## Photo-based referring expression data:
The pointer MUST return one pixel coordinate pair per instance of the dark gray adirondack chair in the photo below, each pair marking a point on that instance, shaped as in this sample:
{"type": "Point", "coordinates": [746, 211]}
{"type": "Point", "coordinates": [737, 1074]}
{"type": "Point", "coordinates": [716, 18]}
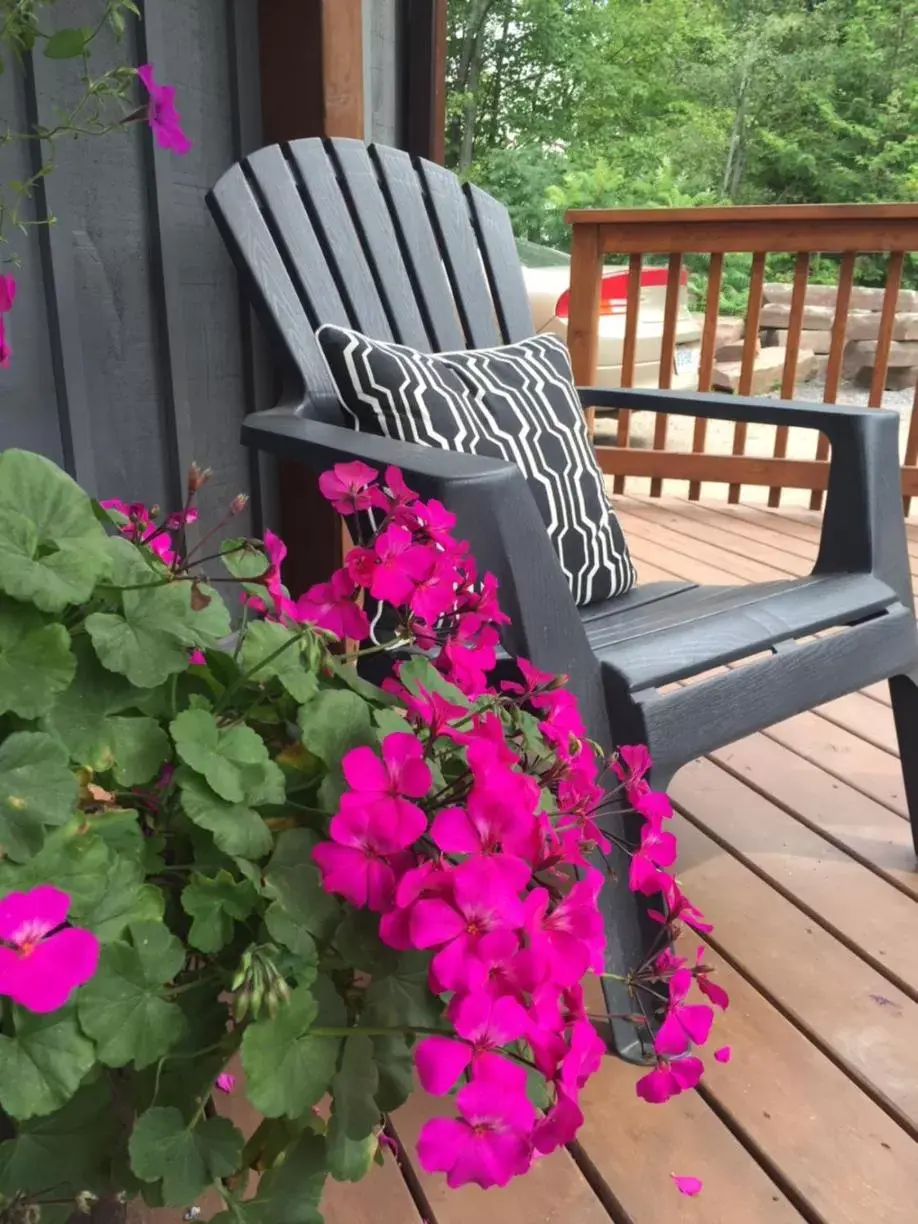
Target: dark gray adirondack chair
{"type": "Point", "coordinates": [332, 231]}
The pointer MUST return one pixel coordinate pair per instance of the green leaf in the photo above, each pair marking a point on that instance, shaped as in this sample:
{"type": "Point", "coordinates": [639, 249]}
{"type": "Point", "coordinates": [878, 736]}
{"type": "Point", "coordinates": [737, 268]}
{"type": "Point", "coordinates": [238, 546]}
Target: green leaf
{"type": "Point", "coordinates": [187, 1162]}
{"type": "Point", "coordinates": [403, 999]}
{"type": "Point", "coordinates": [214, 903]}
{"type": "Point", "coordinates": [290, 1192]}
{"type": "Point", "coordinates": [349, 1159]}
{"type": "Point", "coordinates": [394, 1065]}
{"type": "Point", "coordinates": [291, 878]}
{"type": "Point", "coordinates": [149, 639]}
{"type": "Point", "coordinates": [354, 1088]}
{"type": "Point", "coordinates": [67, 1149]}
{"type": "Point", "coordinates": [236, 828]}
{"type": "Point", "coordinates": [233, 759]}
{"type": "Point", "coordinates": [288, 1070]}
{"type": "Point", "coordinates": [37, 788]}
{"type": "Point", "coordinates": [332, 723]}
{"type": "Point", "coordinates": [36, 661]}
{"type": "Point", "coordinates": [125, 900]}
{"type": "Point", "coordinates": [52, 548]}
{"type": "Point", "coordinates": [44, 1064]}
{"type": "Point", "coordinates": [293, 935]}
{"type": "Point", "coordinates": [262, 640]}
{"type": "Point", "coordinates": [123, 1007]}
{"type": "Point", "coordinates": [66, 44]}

==

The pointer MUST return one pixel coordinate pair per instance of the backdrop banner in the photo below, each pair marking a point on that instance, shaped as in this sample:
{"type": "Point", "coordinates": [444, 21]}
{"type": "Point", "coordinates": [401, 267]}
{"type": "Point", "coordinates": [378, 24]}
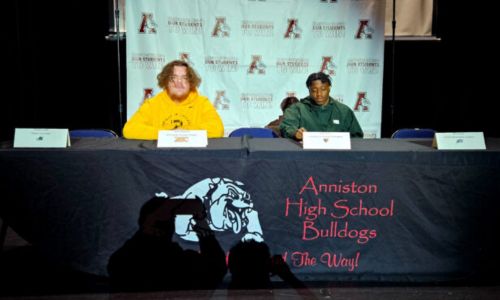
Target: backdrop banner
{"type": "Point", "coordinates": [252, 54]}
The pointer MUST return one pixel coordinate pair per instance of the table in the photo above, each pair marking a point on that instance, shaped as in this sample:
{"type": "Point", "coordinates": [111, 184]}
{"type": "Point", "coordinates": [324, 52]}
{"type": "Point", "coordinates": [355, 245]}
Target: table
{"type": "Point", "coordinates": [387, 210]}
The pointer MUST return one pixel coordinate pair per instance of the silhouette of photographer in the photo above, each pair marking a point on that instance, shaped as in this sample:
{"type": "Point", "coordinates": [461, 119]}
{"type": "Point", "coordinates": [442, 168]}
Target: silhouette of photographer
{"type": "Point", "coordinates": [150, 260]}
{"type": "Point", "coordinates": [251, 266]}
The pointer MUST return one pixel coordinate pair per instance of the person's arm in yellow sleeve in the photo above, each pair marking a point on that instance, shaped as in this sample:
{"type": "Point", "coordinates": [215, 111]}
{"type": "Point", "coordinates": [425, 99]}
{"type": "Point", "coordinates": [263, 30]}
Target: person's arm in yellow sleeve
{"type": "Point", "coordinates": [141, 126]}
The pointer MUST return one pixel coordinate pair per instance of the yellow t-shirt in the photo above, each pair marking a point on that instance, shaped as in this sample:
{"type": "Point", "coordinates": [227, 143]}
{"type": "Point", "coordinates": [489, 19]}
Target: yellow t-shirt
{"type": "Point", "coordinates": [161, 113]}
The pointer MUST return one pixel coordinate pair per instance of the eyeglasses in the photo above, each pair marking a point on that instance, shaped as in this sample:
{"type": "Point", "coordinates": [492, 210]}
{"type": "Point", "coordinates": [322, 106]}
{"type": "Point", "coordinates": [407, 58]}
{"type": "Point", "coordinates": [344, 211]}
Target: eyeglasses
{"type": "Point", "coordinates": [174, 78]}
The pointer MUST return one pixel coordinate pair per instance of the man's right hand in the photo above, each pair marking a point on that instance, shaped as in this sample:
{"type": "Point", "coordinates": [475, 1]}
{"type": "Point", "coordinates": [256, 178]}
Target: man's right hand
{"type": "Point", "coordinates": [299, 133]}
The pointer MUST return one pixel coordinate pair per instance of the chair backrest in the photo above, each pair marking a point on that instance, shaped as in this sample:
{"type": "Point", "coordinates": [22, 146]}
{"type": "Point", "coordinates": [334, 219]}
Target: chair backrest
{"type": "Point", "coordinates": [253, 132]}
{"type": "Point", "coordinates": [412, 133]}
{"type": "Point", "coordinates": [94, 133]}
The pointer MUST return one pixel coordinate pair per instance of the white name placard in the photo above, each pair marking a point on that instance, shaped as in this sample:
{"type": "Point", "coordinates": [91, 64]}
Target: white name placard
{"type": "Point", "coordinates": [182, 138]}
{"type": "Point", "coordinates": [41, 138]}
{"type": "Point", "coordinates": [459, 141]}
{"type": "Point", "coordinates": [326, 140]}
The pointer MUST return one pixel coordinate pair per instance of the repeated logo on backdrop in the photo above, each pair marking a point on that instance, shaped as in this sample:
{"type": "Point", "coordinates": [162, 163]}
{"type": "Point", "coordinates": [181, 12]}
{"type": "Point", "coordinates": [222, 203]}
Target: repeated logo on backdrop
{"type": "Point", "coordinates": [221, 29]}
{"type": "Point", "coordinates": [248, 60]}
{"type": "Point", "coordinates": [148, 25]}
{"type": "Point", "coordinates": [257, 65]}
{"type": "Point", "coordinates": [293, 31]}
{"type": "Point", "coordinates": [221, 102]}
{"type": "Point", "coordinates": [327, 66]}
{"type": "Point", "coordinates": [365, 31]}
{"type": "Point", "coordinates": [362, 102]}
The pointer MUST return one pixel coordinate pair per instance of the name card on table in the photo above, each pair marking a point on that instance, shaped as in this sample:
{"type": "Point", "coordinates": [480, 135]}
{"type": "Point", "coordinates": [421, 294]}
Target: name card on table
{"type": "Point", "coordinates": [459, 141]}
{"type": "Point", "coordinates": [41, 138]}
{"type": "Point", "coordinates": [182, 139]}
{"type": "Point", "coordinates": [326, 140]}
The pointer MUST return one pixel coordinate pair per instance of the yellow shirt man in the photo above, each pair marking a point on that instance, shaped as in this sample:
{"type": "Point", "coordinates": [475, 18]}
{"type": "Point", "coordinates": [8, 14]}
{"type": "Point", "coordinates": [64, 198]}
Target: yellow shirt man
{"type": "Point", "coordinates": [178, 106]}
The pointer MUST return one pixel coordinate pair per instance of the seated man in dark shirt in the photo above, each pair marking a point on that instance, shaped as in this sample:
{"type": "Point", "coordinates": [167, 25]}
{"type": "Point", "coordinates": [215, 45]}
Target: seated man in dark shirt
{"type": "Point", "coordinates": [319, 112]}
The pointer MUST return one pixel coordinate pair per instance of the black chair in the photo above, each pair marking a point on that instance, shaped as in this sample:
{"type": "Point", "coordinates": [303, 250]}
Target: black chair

## Task brief:
From the data above, copy each line that holds "black".

## Problem solution:
The pointer MUST return one pixel coordinate pair per instance of the black chair in the photo above, each pair marking a point on that instance, shaped as in this sample:
Target: black chair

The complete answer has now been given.